What is expected.
Look for "of the shrub" in the entries below. Write out that line and all later lines exactly, ending with the final one.

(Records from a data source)
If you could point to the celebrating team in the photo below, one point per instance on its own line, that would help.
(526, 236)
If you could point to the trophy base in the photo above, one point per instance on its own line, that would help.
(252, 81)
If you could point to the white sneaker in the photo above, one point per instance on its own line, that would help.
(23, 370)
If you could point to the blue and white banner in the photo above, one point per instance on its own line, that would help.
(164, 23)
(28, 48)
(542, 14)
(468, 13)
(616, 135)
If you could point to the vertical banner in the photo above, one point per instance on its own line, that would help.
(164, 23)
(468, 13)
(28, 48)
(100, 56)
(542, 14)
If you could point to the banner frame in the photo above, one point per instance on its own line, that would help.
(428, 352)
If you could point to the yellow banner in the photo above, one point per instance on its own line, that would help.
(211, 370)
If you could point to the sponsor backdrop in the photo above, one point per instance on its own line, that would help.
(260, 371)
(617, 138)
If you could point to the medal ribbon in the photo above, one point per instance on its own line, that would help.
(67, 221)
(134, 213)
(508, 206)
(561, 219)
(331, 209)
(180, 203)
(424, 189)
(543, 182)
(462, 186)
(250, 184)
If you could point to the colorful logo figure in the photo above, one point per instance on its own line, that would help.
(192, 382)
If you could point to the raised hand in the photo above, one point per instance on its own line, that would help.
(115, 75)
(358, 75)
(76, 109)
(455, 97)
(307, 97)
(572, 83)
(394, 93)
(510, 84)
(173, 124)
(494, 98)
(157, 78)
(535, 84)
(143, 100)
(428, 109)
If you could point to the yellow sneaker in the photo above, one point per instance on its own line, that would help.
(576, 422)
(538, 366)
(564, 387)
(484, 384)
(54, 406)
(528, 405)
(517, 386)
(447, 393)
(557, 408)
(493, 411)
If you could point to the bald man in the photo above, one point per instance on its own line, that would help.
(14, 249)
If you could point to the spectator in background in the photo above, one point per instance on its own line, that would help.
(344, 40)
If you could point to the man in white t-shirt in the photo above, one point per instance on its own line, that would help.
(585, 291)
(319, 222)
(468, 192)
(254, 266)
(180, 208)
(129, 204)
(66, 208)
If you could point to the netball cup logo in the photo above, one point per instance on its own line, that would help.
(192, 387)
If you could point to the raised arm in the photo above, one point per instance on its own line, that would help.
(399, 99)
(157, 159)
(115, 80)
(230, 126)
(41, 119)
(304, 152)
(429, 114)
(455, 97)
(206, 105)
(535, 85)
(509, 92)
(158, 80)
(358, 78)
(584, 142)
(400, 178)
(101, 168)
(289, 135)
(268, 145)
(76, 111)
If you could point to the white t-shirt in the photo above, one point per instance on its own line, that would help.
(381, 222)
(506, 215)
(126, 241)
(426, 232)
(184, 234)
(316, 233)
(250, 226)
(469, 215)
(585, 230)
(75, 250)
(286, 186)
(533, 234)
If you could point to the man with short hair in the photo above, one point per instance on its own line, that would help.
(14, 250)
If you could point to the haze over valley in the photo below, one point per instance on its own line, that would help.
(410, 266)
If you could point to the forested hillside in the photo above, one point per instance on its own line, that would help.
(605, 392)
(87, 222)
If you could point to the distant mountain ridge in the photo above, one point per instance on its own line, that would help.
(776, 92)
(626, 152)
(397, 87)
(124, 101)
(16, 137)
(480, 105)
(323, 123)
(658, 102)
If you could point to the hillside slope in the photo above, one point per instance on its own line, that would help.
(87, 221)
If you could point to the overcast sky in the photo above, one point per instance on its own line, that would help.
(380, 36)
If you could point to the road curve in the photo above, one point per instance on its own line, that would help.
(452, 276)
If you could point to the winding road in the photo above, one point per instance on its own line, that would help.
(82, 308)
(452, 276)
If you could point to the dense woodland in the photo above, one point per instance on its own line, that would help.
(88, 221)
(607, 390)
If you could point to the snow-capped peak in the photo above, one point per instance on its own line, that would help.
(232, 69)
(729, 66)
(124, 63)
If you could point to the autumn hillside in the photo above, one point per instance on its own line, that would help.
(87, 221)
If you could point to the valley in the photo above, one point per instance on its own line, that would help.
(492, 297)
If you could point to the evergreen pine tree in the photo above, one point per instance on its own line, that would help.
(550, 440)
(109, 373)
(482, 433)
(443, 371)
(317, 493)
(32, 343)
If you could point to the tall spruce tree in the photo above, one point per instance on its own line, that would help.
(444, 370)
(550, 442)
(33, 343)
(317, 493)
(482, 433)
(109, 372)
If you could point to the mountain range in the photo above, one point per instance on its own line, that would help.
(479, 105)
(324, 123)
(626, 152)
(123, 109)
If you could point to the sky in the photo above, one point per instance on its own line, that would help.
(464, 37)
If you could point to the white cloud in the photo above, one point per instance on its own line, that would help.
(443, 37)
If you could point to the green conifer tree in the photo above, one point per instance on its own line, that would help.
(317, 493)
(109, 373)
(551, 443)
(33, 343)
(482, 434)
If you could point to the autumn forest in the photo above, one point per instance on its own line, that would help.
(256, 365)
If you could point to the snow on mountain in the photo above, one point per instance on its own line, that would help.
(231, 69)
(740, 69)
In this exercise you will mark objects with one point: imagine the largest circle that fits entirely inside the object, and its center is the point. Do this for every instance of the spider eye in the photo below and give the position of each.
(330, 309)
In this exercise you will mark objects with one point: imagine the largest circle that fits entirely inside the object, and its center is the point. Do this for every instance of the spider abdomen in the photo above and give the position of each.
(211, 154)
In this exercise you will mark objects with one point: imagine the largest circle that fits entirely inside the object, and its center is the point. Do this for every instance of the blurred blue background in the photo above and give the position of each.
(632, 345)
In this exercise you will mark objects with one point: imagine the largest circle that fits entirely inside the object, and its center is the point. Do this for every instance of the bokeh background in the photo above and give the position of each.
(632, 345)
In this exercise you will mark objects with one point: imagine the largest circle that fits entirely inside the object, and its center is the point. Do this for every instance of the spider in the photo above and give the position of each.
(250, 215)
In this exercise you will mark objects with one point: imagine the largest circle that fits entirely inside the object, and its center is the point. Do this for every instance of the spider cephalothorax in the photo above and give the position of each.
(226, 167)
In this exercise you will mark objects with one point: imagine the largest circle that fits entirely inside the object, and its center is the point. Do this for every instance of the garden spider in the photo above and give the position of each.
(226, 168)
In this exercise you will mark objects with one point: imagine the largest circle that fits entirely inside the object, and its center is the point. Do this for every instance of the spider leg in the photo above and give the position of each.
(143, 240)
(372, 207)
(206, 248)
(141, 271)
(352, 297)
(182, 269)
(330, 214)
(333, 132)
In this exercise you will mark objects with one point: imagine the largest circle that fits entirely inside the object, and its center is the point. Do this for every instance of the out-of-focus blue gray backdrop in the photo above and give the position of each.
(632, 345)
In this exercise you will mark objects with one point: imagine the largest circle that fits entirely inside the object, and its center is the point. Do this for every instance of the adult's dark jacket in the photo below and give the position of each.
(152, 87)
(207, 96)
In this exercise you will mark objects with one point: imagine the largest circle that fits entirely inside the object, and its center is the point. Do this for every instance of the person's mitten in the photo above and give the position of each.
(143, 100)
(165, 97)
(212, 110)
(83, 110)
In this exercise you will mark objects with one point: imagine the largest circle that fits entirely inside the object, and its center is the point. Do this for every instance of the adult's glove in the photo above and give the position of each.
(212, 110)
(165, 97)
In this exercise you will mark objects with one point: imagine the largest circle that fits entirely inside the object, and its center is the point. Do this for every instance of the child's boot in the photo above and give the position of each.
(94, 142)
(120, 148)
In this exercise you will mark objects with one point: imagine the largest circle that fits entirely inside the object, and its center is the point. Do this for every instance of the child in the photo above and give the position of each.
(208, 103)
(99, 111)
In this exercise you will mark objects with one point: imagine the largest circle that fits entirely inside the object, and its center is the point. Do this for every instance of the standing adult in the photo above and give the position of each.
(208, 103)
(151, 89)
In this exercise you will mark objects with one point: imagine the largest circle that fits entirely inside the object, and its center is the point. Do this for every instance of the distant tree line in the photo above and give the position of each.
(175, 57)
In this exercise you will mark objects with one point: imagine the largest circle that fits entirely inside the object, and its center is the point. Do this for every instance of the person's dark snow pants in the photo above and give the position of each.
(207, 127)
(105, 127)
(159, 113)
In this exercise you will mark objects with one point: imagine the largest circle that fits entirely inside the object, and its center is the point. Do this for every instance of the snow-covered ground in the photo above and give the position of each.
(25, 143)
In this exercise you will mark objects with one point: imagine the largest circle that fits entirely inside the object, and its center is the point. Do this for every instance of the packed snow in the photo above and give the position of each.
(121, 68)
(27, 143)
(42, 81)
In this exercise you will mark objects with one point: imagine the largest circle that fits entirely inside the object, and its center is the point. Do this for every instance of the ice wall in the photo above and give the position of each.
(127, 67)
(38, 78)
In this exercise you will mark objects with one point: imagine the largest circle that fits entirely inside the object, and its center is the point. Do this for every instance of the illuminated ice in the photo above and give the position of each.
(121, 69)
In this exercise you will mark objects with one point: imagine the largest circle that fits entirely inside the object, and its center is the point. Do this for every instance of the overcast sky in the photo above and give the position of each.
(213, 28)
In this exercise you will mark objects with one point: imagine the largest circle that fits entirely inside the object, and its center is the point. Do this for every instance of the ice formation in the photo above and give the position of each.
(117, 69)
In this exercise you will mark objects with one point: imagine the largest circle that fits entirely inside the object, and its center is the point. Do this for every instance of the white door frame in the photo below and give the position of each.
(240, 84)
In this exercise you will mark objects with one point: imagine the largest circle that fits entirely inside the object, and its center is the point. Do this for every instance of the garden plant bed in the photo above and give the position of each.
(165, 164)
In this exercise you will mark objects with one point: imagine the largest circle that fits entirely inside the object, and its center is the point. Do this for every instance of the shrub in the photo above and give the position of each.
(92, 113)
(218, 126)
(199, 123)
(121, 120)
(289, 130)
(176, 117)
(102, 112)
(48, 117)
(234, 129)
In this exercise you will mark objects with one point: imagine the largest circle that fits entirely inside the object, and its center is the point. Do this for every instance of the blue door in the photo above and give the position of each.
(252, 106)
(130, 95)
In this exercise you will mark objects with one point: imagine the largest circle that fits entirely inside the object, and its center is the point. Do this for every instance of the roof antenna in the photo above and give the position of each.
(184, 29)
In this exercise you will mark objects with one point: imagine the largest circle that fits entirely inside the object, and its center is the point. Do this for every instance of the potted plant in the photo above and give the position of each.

Response for this exercise.
In this exercise you will mark objects with one point: imagine the largest circle that fits entirely inside the object, and its center is the point. Do this for every instance of the shrub in the photo above and give the position of each.
(92, 113)
(218, 126)
(199, 123)
(121, 120)
(289, 130)
(176, 117)
(102, 112)
(48, 117)
(234, 129)
In this exercise you will mark objects with one point: imagine the largest circle that fits entirely inside the object, and its center is the point. Do this for every instance of the blue door in the photo above and give the position of each.
(252, 106)
(130, 95)
In this exercise you will mark objects with one point: imagine the largest circle that fits entirely inside the object, and its center is the point. Do this for every instance of the roof antenna in the photo above and give the position of each.
(184, 29)
In this exercise you will mark objects with one point: imagine the largest circle that fits entirely inside the object, and its center is the point. Do this for every instance of the potted plant in the photo above and give the position of each.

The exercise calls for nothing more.